> **Entries supplied**
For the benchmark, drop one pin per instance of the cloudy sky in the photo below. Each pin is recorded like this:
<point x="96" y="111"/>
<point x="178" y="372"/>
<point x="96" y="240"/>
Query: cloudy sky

> **Direction**
Copy each line of the material above that contains the string "point". Case counts.

> **Finished answer**
<point x="96" y="111"/>
<point x="178" y="372"/>
<point x="96" y="240"/>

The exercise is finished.